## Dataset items
---+---

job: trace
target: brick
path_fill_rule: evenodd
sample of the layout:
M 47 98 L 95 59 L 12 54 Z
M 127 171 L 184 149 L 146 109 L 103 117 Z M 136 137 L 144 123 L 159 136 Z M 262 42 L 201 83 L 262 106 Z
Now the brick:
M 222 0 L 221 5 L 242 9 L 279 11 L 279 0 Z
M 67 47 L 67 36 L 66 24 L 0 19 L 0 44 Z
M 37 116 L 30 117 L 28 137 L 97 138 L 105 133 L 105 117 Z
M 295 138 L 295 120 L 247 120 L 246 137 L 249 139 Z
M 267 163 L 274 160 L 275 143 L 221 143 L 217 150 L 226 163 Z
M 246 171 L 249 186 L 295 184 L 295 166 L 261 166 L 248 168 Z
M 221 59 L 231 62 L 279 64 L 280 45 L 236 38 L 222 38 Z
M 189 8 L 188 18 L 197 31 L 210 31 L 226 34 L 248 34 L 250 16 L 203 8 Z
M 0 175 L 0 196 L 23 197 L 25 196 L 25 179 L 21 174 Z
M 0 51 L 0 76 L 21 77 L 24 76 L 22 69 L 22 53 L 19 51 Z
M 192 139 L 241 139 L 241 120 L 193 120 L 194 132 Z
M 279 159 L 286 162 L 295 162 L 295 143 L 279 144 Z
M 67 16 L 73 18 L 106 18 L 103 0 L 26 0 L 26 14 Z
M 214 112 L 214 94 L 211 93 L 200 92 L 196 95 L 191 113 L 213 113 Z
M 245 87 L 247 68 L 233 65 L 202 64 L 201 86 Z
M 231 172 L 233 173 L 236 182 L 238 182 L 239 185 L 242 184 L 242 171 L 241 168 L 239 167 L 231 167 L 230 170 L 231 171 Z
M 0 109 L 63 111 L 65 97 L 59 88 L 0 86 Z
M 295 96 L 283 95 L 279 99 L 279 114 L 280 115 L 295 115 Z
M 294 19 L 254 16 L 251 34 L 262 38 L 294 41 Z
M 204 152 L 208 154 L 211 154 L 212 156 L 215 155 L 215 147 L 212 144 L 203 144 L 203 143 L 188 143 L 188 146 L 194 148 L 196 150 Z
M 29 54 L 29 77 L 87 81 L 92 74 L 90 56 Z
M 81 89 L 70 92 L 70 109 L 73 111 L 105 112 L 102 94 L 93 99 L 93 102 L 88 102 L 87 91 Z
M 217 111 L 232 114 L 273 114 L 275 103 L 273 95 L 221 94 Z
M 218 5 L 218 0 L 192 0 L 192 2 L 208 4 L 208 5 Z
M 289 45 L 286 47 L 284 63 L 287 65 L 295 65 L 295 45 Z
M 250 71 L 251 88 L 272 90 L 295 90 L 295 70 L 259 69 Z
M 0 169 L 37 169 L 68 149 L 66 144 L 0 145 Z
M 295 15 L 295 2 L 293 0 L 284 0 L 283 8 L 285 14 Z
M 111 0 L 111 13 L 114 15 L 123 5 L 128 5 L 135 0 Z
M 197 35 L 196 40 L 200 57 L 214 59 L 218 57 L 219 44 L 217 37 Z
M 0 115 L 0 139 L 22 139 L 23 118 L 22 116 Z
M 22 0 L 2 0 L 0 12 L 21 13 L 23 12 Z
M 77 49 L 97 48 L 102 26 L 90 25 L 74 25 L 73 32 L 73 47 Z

---+---

## Objective
Rewrite all the items above, changing every "brick" to "tile" and leaving everything else unchanged.

## Exercise output
job: trace
target: tile
path_fill_rule: evenodd
sample of the layout:
M 47 98 L 95 59 L 12 54 Z
M 127 171 L 184 149 L 146 109 L 103 117 Z M 136 137 L 144 123 L 159 136 Z M 262 42 L 201 83 L 262 106 Z
Now the tile:
M 222 0 L 221 5 L 242 9 L 279 11 L 279 0 Z
M 67 47 L 67 36 L 66 24 L 0 19 L 0 44 Z
M 37 116 L 30 117 L 28 137 L 97 138 L 105 133 L 105 117 Z
M 295 138 L 295 120 L 247 120 L 246 137 L 249 139 Z
M 267 163 L 274 160 L 275 143 L 221 143 L 217 150 L 226 163 Z
M 246 171 L 249 186 L 295 184 L 295 166 L 261 166 L 248 168 Z
M 221 59 L 231 62 L 279 64 L 280 45 L 236 38 L 222 38 Z
M 189 8 L 188 18 L 197 31 L 210 31 L 226 34 L 248 34 L 250 16 L 203 8 Z
M 0 175 L 0 196 L 23 197 L 25 196 L 25 179 L 21 174 Z
M 0 51 L 0 76 L 21 77 L 24 76 L 22 69 L 22 53 L 19 51 Z
M 192 139 L 241 139 L 241 120 L 193 120 L 194 132 Z
M 279 159 L 286 162 L 295 162 L 295 143 L 279 144 Z
M 67 16 L 73 18 L 106 18 L 103 0 L 26 0 L 26 14 Z
M 214 112 L 214 94 L 211 93 L 200 92 L 196 95 L 191 113 L 213 113 Z
M 245 87 L 247 68 L 233 65 L 202 64 L 201 86 Z
M 231 172 L 233 173 L 236 182 L 238 182 L 239 185 L 242 184 L 242 171 L 241 168 L 239 167 L 231 167 L 230 170 L 231 171 Z
M 0 109 L 63 111 L 65 97 L 59 88 L 0 86 Z
M 295 96 L 283 95 L 279 99 L 279 114 L 280 115 L 295 115 Z
M 294 19 L 254 16 L 251 34 L 262 38 L 294 41 Z
M 204 152 L 208 154 L 211 154 L 212 156 L 215 155 L 215 147 L 212 144 L 203 144 L 203 143 L 188 143 L 188 146 L 194 148 L 196 150 Z
M 29 54 L 29 77 L 87 81 L 92 74 L 90 56 Z
M 81 89 L 70 92 L 70 109 L 73 111 L 105 112 L 102 94 L 93 99 L 93 102 L 88 102 L 87 91 Z
M 217 111 L 232 114 L 273 114 L 275 103 L 273 95 L 221 94 Z
M 218 5 L 218 0 L 192 0 L 192 2 L 208 4 L 208 5 Z
M 289 45 L 286 47 L 284 63 L 287 65 L 295 65 L 295 45 Z
M 250 71 L 251 88 L 272 90 L 295 90 L 295 70 L 259 69 Z
M 0 169 L 37 169 L 68 149 L 66 144 L 0 145 Z
M 295 15 L 295 2 L 293 0 L 284 0 L 283 8 L 285 14 Z
M 111 0 L 111 13 L 114 15 L 123 5 L 128 5 L 135 0 Z
M 197 35 L 196 40 L 200 57 L 214 59 L 218 57 L 219 44 L 217 37 Z
M 0 115 L 0 139 L 22 139 L 23 118 L 22 116 Z
M 22 0 L 2 0 L 0 12 L 21 13 L 23 12 Z
M 77 49 L 97 48 L 102 26 L 90 25 L 74 25 L 73 32 L 73 47 Z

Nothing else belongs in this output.